WORK REQUIRED |
Reproduce the forum thread on cropping a chart, starting at the words "(you now have" and stopping after "the whole image.".

======== PASSAGE TO READ ========

Ok, excellent, almost there. Now time for the next step as you will have to cut out the chart and discard the other stuff around it, so we have to crop it to get rid of the other stuff. Lots of words here but really only a few simple steps.
(you now have a whole screen capture on your canvas- remember you can scroll down or sideways to reveal more of your capture).

1. Left click on any one of the buttons in the toolbar (columns on the far left), this will get rid of that annoying four sided arrows thingy which helps you shift the whole image.
2. Now left click on the 'Select' tool button (which is a dotted rectangle, top row of the menu bar to your left, second column) and click on your image (you will see a cross hair).
3. Now left click on the image and drag the borders (which appear), to surround the area you want (in this case just the chart), you can adjust the border by dragging. You can just click again to move the crosshairs to start again. (use 'undo' if you have any problems)
4. Once the area you want to keep has been selected you can right click (while keeping the pointer within the are selected) and choose cut with the mouse. Now the image you cut is saved to your clipboard, ready for pasting....

5. Right click again on the canvas and click on 'select all', then hit delete. This will leave a clear canvas for you to (you guessed it!) paste the image you saved on the clipboard.
6. Right click and select paste.

Now save it and will take it again from there in our next post. 

Be confident and fiddle with it, you have nothing to lose.

get back to me or someone else here and ask any q's, do the above several time swith different images to feel comfortable.



> Can you explain how I can see what is captured without saving it?
> 
> Next question:  why would I want to do the above if I can satisfactorily post a chart from either ASX or E-trade doing what I did in the previous post.
> That was so easy - much more within my obviously very limited capacity.
> ...




Not sure how to view it, I think it's saved to the clipboard and there's a clipboard viewer in the Start menu's accessories sub-menu (or whatever??!!) but I can't find it now .

ASX charts are basic and useless imo for most things, wont let you take the easy way out, sorry, so get with the program Julia! The process will become mechanical and very fast once you've done it a few times. We'll show you some whizbang stuff and might even convert you to a renegade Chartist, good things take time. It's like learning to paint, why scrawl when you can create a masterpiece!?


----------



## Julia (27 May 2006)

OK, Rich,

Good, clear directions.  I have followed them.

Tried sending the resulting small looking chart.  Again get told that file is too large.

Await further instructions!

Julia


----------



## RichKid (27 May 2006)

Julia said:
			
		

> OK, Rich,
> 
> Good, clear directions.  I have followed them.
> 
> ...




No probs, did you save the file as a .gif type file when you saved after editing? 

The file size is not the main problem here as that can be fixed easily in IrfanView. 

What was the file size quoted when you tried to attach it on ASF- a figure is shown, try attaching it again if you don't recall? Keep at it, it's the first few goes that are hard.

======== INFORMATION PROVIDED ========

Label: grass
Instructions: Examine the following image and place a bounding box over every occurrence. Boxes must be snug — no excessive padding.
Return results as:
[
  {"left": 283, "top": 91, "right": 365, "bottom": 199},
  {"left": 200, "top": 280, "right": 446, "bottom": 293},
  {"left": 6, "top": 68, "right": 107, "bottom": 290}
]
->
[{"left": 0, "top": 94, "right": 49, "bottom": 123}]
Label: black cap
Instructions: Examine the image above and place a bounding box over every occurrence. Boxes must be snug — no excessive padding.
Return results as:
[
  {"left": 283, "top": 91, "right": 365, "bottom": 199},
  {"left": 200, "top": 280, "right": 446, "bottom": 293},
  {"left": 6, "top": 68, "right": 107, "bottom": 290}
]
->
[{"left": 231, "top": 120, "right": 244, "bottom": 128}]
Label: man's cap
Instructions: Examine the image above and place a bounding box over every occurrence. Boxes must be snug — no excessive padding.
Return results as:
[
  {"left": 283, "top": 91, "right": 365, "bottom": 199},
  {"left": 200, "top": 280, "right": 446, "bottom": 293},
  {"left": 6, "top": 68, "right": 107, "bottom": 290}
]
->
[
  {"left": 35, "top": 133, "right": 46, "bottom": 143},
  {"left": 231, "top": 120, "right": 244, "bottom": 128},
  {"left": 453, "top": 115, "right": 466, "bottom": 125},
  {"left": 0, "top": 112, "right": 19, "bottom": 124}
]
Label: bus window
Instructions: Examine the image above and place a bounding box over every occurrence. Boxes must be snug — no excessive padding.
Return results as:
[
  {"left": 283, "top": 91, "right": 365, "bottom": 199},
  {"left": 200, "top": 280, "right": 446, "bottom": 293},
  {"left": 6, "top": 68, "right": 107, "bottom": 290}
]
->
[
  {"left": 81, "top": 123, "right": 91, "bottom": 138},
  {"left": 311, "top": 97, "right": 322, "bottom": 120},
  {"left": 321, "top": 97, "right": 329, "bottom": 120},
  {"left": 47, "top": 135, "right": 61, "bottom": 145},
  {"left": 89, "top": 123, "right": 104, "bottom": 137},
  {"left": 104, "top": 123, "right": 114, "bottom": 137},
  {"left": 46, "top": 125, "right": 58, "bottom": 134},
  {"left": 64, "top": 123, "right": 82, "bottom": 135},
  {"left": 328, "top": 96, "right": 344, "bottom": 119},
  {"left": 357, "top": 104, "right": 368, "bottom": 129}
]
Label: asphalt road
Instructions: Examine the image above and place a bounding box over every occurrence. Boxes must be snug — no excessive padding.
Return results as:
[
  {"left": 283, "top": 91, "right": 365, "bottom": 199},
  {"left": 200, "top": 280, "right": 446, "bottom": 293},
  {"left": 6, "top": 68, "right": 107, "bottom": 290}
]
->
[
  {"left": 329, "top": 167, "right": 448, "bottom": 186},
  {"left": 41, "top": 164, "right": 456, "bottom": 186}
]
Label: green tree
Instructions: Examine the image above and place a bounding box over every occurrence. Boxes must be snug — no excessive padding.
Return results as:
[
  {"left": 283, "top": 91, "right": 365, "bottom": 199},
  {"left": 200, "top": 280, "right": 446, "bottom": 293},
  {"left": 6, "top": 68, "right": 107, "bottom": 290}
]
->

========

FINISHED ANSWER |
(you now have a whole screen capture on your canvas- remember you can scroll down or sideways to reveal more of your capture).

1. Left click on any one of the buttons in the toolbar (columns on the far left), this will get rid of that annoying four sided arrows thingy which helps you shift the whole image.